[Begin Reading passage]
Going almost completely "out of the box", now is a perfect time to sow perennial chilli peppers (Capsicum pubescens aka. manzano, rocoto, locoto, "gringo killer" etc.).

That's because its possible to get them growing really fast with the current temps and daylight - you will still need a sunny windowsill until May but they are also much better at shrugging off occasional chills (they can even survive 0C - especially if they are 9 months old, but not -1C).

More importantly this October you will have plants that will still fit on a windowsill - (because they don't mind a bit of pruning at this point).

If your sunny windowsills are really narrow (and you don't have any kind of sun room - or even a glazed porch) then it's worth making a sowing in May or June so they will fit.

You might just possibly get some green chilli fruit this October - you should use all of them straight away - they can make any stew taste like it's got loads of black pepper in it - very different from the ripe fruit that are hot in the normal way.

More importantly, know that none of this species produce fruits that will dry out - even the ripest ones will go mouldy in a week unless used or frozen - they are just too fleshy to dry (unless you slice thinly and dry in the oven).
[End Reading passage]
List of tasks:
a: From the passage on perennial chilli peppers, output the part that begins with the words "More importantly this" and ends with "in the oven).".
b: List every other name that the passage on perennial chilli peppers gives for Capsicum pubescens.
[Begin Data entries]
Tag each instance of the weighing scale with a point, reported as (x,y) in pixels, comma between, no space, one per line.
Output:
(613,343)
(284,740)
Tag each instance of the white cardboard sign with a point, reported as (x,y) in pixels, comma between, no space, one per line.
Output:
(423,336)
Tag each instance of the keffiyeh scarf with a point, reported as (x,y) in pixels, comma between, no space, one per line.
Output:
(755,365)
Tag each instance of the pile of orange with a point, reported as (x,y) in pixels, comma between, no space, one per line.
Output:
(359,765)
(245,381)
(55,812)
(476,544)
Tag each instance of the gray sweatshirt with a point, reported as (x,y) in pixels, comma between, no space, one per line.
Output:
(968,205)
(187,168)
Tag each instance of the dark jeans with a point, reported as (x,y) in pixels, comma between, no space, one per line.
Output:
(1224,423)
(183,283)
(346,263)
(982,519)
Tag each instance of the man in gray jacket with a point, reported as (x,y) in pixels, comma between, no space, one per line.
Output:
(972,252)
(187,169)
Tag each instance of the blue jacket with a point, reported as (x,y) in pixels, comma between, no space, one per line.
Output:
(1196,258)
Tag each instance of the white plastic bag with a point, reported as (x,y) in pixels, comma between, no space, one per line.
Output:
[End Data entries]
Results:
a:
More importantly this October you will have plants that will still fit on a windowsill - (because they don't mind a bit of pruning at this point).

If your sunny windowsills are really narrow (and you don't have any kind of sun room - or even a glazed porch) then it's worth making a sowing in May or June so they will fit.

You might just possibly get some green chilli fruit this October - you should use all of them straight away - they can make any stew taste like it's got loads of black pepper in it - very different from the ripe fruit that are hot in the normal way.

More importantly, know that none of this species produce fruits that will dry out - even the ripest ones will go mouldy in a week unless used or frozen - they are just too fleshy to dry (unless you slice thinly and dry in the oven).

b: manzano, rocoto, locoto, "gringo killer"